Assignment: Return exactly the lines below, starting with the one that has "[segment] train door" and going on through the one that has "Mark the region of every instance of the train".

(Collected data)
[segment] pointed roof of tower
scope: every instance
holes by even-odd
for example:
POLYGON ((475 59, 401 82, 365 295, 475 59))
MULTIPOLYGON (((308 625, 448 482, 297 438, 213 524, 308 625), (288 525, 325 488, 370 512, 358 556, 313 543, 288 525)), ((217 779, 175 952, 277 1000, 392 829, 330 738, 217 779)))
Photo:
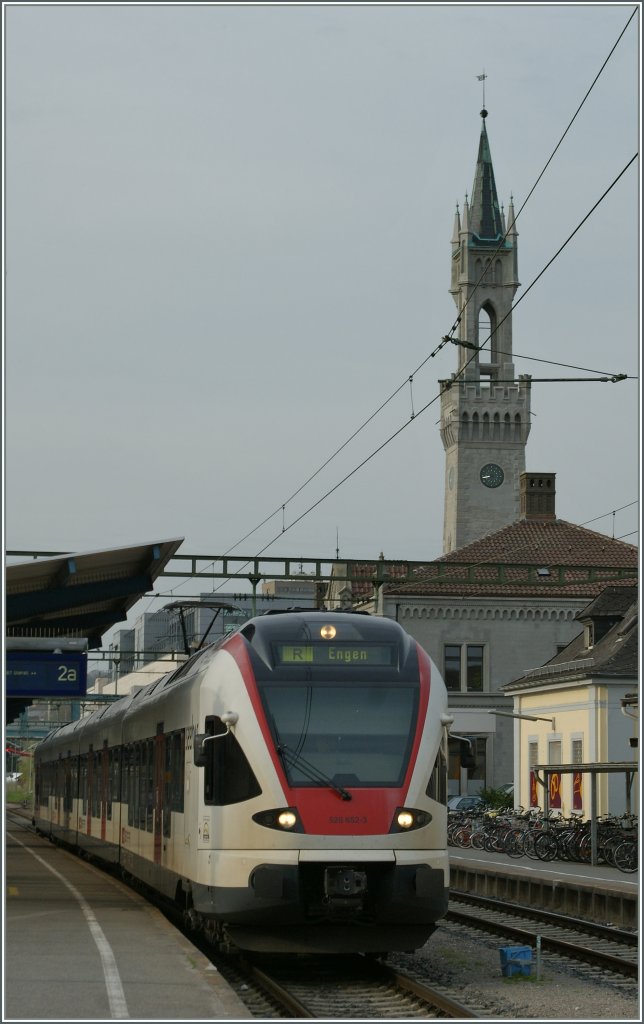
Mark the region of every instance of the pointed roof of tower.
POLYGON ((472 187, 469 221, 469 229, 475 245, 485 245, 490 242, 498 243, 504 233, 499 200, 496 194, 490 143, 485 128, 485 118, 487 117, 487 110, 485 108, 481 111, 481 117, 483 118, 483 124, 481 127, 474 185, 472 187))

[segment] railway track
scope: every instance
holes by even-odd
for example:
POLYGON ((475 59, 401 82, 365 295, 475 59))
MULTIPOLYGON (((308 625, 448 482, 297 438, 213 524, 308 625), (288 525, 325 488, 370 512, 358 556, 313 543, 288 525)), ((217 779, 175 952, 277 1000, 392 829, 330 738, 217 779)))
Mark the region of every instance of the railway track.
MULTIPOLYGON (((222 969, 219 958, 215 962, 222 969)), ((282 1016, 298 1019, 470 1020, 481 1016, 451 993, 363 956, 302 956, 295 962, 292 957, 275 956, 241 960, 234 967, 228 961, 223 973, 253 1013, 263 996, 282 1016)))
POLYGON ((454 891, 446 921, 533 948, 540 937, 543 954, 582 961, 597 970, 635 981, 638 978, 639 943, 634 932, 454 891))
* * *
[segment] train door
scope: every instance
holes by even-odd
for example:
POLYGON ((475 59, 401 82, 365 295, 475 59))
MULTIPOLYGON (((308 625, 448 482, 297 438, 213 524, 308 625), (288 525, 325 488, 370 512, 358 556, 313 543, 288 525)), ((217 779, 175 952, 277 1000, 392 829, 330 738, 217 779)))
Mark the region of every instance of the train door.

Your response:
[segment] train door
scope: every instance
holes by even-odd
for example:
POLYGON ((475 59, 401 82, 365 295, 475 59))
MULTIPOLYGON (((308 625, 448 482, 297 438, 213 524, 308 625), (288 525, 325 488, 370 512, 358 556, 313 543, 288 525)), ((217 779, 175 952, 277 1000, 392 829, 330 738, 217 779)))
Mark the region of every instance of the train door.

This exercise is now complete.